____ Provided data

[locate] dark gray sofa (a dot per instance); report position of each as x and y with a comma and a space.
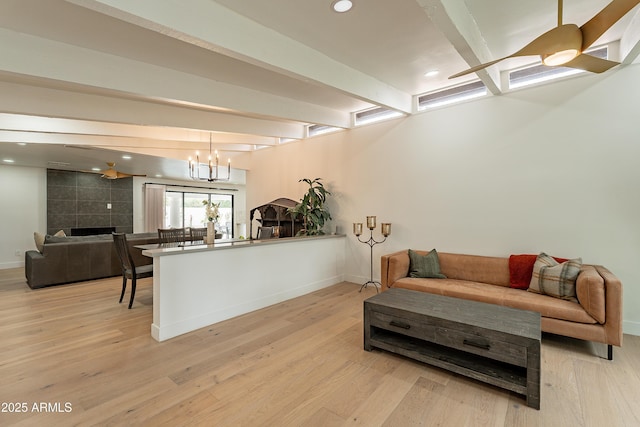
78, 258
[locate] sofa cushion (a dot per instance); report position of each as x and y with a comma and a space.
590, 292
547, 307
425, 266
555, 279
40, 238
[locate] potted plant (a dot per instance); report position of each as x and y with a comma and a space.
311, 208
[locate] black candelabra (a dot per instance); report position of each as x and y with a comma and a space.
371, 225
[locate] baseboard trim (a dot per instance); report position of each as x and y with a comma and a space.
631, 328
13, 264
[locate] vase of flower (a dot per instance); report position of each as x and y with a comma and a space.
212, 213
211, 233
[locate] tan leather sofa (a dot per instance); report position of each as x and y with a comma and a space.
78, 258
597, 316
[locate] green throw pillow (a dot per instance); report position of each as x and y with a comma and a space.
425, 266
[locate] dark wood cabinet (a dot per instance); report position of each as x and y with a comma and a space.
276, 214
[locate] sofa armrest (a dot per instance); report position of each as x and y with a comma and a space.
393, 267
43, 270
613, 306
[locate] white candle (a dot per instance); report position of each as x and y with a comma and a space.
371, 222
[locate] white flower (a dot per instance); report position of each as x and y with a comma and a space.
211, 210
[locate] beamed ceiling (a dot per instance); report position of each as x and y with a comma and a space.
84, 81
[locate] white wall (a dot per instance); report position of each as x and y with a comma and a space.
23, 192
553, 168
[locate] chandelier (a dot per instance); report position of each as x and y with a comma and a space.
213, 168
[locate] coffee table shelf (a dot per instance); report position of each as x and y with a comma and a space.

________

[Given task] Reproduce all of the records above with each instance of "sofa" replaced by "couch" and nothing else altered. Omit the pictures.

[Output of the task]
[locate] dark gray couch (a dot per instance); report position of each as x and y with a comma and a space.
78, 258
[locate] couch cushion (a dot per instance); report position of each as x and y with a comma and a space.
590, 292
547, 307
425, 266
555, 279
40, 238
[locate] potted plant (a dot per instance); report position of each as x and y with a comma and a space.
311, 208
[locate] black candelabra (a dot per instance); report position of each as x and y with a comma and a space.
371, 225
[locate] baseboard trim (a dot per instance); report position of each as x and y with a comma and a space.
631, 328
13, 264
[locate] vase of flower (a dot per instance); report position of each as x and y with a comma and a space.
212, 213
211, 233
[locate] tan leather couch (a dot per instance); report position of each as x and y with a comma and a space.
78, 258
597, 316
[locate] green throw pillow (a dot per instance); report position of each as x and y with a comma and a space.
425, 266
[locate] dark wood cabinet (a dot per instance); report position of each as x and y with a comma and a space.
276, 214
[locate] couch armrest (a dot per instance); report position of each as x and y with a comma and a space.
393, 267
43, 270
613, 306
[locate] white candle (a dot per instance); report position of each as x and y with a comma and a space.
371, 222
[locate] white flower (a dot per instance); report position of each as x and y with a comma and a space.
211, 210
[locate] beamed ceiling (a dot per instance); report position of each as x and y with a comma and a space.
84, 81
[locate] white wall (a dot per instance); report position of each as x and y with a comma and a space.
23, 192
553, 168
[locate] chandelier (a dot per instance); report position of each as x and y with a comma and a space.
213, 168
[locate] coffee table shelf (a dot per instance); report position of each as x and y with a comma and a space.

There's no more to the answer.